**What is expected**. Every record below should be transcribed exactly. Omit the images.

— START OF Given records —

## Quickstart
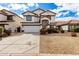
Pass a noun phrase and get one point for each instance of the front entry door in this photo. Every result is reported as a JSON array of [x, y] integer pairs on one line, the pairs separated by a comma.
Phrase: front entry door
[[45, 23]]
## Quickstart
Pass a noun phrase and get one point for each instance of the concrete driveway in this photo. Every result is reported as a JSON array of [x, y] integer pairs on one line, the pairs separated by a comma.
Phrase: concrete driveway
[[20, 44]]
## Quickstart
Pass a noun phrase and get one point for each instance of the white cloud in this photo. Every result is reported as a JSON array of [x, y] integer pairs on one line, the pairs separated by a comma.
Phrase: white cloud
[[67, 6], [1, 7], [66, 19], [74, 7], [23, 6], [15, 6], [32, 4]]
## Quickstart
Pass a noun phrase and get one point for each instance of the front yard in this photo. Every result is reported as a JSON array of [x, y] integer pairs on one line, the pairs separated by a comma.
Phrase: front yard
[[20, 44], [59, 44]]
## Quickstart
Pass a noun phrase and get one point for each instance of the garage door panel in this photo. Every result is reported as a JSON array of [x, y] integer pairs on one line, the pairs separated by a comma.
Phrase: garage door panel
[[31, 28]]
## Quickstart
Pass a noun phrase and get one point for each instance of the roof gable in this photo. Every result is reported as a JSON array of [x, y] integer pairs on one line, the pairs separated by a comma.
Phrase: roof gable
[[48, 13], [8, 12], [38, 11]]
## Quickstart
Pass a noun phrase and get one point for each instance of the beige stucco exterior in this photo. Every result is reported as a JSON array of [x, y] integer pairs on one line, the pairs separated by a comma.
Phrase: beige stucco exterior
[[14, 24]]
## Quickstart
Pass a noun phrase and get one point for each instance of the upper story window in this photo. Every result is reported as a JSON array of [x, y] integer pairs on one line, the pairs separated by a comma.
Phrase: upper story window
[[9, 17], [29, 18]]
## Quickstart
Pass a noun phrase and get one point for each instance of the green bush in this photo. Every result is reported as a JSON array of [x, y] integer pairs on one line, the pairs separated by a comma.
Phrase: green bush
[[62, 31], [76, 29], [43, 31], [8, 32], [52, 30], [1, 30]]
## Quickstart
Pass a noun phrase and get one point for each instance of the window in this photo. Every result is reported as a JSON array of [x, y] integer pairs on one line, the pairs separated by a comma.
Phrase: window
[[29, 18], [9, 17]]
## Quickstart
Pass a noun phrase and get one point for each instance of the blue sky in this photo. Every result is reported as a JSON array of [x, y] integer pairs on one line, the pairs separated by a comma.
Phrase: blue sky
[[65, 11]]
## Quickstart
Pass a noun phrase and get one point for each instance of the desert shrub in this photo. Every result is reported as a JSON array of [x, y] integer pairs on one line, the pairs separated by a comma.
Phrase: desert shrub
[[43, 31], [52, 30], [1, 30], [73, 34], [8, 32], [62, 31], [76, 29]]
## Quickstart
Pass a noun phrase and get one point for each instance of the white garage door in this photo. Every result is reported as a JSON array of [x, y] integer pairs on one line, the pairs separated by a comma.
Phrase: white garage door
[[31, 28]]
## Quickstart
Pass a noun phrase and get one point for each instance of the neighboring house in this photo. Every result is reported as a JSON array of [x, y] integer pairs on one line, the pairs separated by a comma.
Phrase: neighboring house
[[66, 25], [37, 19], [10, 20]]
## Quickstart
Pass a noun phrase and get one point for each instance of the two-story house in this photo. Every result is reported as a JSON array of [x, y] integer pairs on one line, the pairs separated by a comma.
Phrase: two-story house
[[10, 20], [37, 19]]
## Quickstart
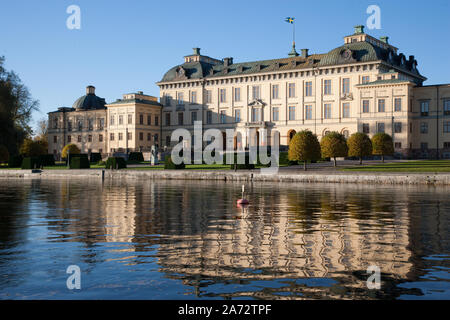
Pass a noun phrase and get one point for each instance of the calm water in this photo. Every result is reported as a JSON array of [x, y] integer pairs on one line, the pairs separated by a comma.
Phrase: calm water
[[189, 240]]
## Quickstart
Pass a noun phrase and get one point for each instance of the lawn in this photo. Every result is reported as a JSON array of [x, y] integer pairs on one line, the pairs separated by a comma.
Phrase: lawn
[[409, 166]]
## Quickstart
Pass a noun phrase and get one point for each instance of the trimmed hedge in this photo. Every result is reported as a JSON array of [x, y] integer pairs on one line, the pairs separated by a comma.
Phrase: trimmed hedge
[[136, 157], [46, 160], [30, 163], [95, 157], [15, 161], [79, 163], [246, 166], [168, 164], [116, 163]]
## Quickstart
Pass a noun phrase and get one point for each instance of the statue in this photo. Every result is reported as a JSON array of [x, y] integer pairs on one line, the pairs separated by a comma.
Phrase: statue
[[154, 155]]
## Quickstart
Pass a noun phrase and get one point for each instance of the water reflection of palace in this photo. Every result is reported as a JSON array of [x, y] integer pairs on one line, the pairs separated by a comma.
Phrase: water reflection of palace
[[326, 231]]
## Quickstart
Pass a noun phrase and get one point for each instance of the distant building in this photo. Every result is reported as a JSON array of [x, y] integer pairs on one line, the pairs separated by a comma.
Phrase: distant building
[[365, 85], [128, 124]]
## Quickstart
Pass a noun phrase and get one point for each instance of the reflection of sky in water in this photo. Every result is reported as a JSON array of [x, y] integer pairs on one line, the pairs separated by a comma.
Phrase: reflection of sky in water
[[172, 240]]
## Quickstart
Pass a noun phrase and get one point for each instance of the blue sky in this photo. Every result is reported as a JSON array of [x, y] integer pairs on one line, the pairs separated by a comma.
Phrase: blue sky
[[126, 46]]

— END OF Given records —

**Response to the task**.
## Quickstart
Pass a noun phrase and get one point for each instance of the front entry door in this photo. Every result is reported as a JSON array of [x, y] integer pairs on one line, the pairs separated by a comma.
Phrase: front entry door
[[45, 23]]
## Quickstart
Pass a noun phrase and get one point for each instance of the concrete driveway in this photo. Every result is reported as a JSON array of [x, y] integer pairs on one line, the pairs separated by a comma.
Phrase: concrete driveway
[[20, 44]]
## Quickstart
Pass a noun phrase and get one point for each instance of the white cloud in this photo. Every result is reported as a JSON array of [x, y] integer pairs on one line, the pairs separated by a comma.
Phrase: white cloud
[[67, 6], [1, 7], [66, 19], [74, 7], [23, 6], [15, 6], [32, 4]]
## Quickstart
Pass a noun phrase and get one point for each instance of the front yard in this photo. Every result is reported as a JSON array of [x, y] integer pairs on one line, the pairs separated by a comma.
Phrase: front yard
[[20, 44], [59, 44]]
## Quickstart
Pass a noun phrase and get one point for each instance of the garage door panel in this photo. Every result is reported as a JSON array of [x, y] integer pairs on one line, the pairs separated by a comma.
Phrase: garage door panel
[[31, 28]]
## Quickstart
Pass a noun phrase and get one point for each instance of the roof gable in this photo. Every result is reported as a JSON array of [x, y] integer pairs on one line, the pairs separated by a comma.
Phrase: roof gable
[[48, 13], [8, 12], [38, 11]]
## Quickstart
Pass a noun phrase and get one point for each instance of the beige stucco exterior in this photo. Every result is reported as a JSON array of [x, y] integer pairs on one line, the pairs separated by a comma.
Phrase: beige stucco exterior
[[14, 24]]
## Quickstart
Pass a noun phrase and get one point for each instance of the upper story window in this photo. Every result is reported as a JSON array of [x, y] integer pairs on one line, the pairs separated by a comma.
Phrase: upper story window
[[9, 17], [29, 18]]
## Quickstart
Pass a noun phrase and get one point for each instance of the green bush in this photo. Every result is reported as a JSON array of [x, y] integer pairs on one line, the pairs separated by a comma.
Phrase: green bush
[[62, 31], [76, 29], [43, 31], [8, 32], [52, 30], [1, 30]]
## Quickstart
Pass a noun phrase and get one point for each instance of the window in this photo. Every result is reported as a JSON array of [x, y] integer pairs on one line, the pairs separated by a comma.
Phrase: window
[[29, 18], [9, 17]]
## Quickstart
Pass a noun phrase and get one point for each instance of the blue sky in this photo. Every result is reported as a JSON array of [x, y] integer pairs on one line, the pairs separated by a comma.
Phrase: blue sky
[[65, 11]]
## Quickstart
Pass a noun phrase and get one point for each instance of the desert shrub in this photo. Every result is reported as a JSON array of [x, y] integer pairs on one line, the pairs separated by a comma.
Phrase: desert shrub
[[43, 31], [52, 30], [1, 30], [73, 34], [8, 32], [62, 31], [76, 29]]
## Quickstart
Pass a noun phrase and get one point for each instance of the white garage door in this photo. Every result is reported as a JSON array of [x, y] integer pairs on one line, the pairs separated by a comma.
Phrase: white garage door
[[31, 28]]
## Quickstart
Pass a noun phrase and get one point for each instance of the neighboring house in this photo. Every result is reported as a JSON array of [x, y] integer pairs on one line, the pairs separated by a comma.
Phrase: neighboring house
[[66, 25], [37, 19], [10, 20]]
## Quickstart
Pass a noun phrase and get one point for each instance of the two-story house in this photo. Every result is reported as a JSON array of [x, y] integer pairs on one line, the pairs separated by a comma.
Phrase: two-story house
[[10, 20], [37, 19]]
## Quickstart
Pass a noun phrase and get one point for each instance of the calm water in this photo. Every result is reported as a JSON array of [x, y] integer pairs on one line, the pairs separated by a comma.
Phrase: calm water
[[189, 240]]
## Quickstart
Pass a noun phrase and get one point for each instance of the lawn in this photo. Every result is reported as a JSON array of [x, y] integer pairs on one line, the pairs separated by a comma.
Phrase: lawn
[[409, 166]]
## Quickstart
Pass a noun phrase and get one point for each instance of the trimmed hedge in this photo. Every result is reported as a JSON array of [x, y] integer pairs on one line, the pairs separated by a comma.
Phrase: trimmed hedge
[[136, 157], [46, 160], [30, 163], [95, 157], [15, 161], [79, 163], [246, 166], [168, 164], [116, 163]]
## Quickstart
Pass a noun phrase and get one point for each instance of the statue in this photo. Every result is reported as a JSON array of [x, y] integer pairs on one line, the pairs separated by a comma.
Phrase: statue
[[154, 155]]
## Quickstart
Pass a noun phrase and get one point for each instance of the water reflection of palace in this photo. Every result is reported as a JSON array of [x, y] integer pairs on one line, the pairs separated by a comma.
Phrase: water reflection of palace
[[326, 231]]
## Quickstart
Pass a noun phrase and get one point for each instance of the distant building in this photo. Every result is reported as a JSON array of [x, y] integer pairs on one line, the pairs separated by a comma.
Phrase: distant building
[[365, 85], [128, 124]]
## Quickstart
Pass a noun phrase and get one point for each instance of the reflection of sky in water in this photo. Every result is reported as a JSON array of [x, y] integer pairs on one line, the pairs separated by a comma.
Phrase: reflection of sky in water
[[172, 240]]
## Quickstart
Pass a noun phrase and get one point for each instance of the blue sky in this photo. Every result is reported as a JSON array of [x, y] integer pairs on one line, the pairs separated by a comma.
Phrase: blue sky
[[126, 46]]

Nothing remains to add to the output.